───── DOCUMENTO ─────

Il primo teorizzatore delle città - giardino fu l’inglese E. Howard, che illustrò il suo modello nel libro Tomorrow: a Peaceful Path to Real Reform del 1898. Elementi fondamentali della sua idea sono la dimensione dell’insediamento prevista in 32.000 abitanti, la proprietà municipale del terreno, l’equilibrio fra le attività produttive industriali, l’agricoltura e la residenza per una comunità basata sul mutuo soccorso, economicamente autosufficiente, con una produzione di poco eccedente le necessità interne, in grado di eliminare il viaggio per raggiungere il posto di lavoro.

La Garden Cities and Town planning Association, fondata a Londra nel 1899, d’accordo con Howard adottò nel 1919 questa definizione:

 

Una Città Giardino è una città progettata per la vita ed il lavoro salubre; di dimensioni tali da consentire una completezza di vita sociale, ma non più grande; circondata da una cintura rurale; e dove tutto il terreno è di proprietà pubblica, o posseduto fiduciariamente in nome della comunità [11].

 

I mezzi previsti per ovviare ai mali e alla degradazione della città “scoppiata” a causa della rivoluzione industriale restano di programmazione esteriore, in modo da salvare la struttura della società, e sono di natura ambientale (campagna nelle città, igienicità, ecc..), umana (vicinato, ritorno al regime artigiano come costume), strutturale (ripristino del diritto di superficie, dimensioni massime della comunità).

───── MATERIALE FORNITO ─────

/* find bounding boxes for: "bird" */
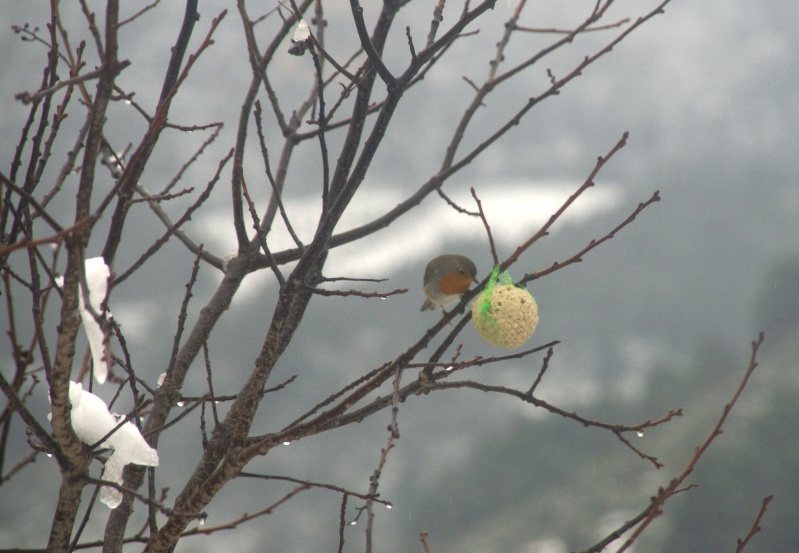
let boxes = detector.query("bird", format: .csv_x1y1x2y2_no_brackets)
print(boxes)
419,254,477,311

─────

**OBIETTIVI**
A) Rispondi a queste domande sul testo sulle città giardino:
(i) In quale anno uscì il libro in cui Howard illustrò il suo modello?
(ii) Quanti abitanti prevedeva Howard per l'insediamento?
(iii) In quale città fu fondata la Garden Cities and Town planning Association?
B) Riporta alla lettera il passo del testo sulle città giardino che comincia con "I mezzi previsti" e finisce con "massime della comunità).".
C) Scrivi il seguito del testo sulle città giardino, partendo dal punto in cui si interrompe.
Le righe riportate non servono per svolgere il lavoro.

**RISULTATI DELLE ATTIVITÀ**
A)
(i) Nel 1898.
(ii) 32.000 abitanti.
(iii) A Londra.

B)
I mezzi previsti per ovviare ai mali e alla degradazione della città “scoppiata” a causa della rivoluzione industriale restano di programmazione esteriore, in modo da salvare la struttura della società, e sono di natura ambientale (campagna nelle città, igienicità, ecc..), umana (vicinato, ritorno al regime artigiano come costume), strutturale (ripristino del diritto di superficie, dimensioni massime della comunità).

C)
 

 

Fig. I. 4.   Schema della città giardino di E. Howard.

 

La città giardino howardiana è basata su alcuni principi fondamentali:

 

Eliminazione della speculazione sui terreni che appartengono alla comunità che li controlla […] controllo della espansione e limitazione della popolazione (30.000 abitanti, poi cintura agricola) […] equilibrio funzionale tra la città, la campagna, le residenze, il commercio, le industrie, le funzioni spirituali, politiche , sociali, ricreative etc. al fine di evitare la “depressione” morale ed economica dei sobborghi operai […] impostazione dell’impresa su serie basi economiche […] decentramento industriale con industrie pertinenti alla comunità[12]

 

La prima città giardino costruita in Inghilterra nel 1903 fu Letchworth, conosciuta ed indicata, anche in Italia, come un esempio da seguire per affrontare il problema delle abitazioni, più tardi, dal 1920 venne realizzata la città di Welwyn[13].

 

 

            Fig. I. 5.   Parker e Unwin, piano originale di Letchworth, 1904.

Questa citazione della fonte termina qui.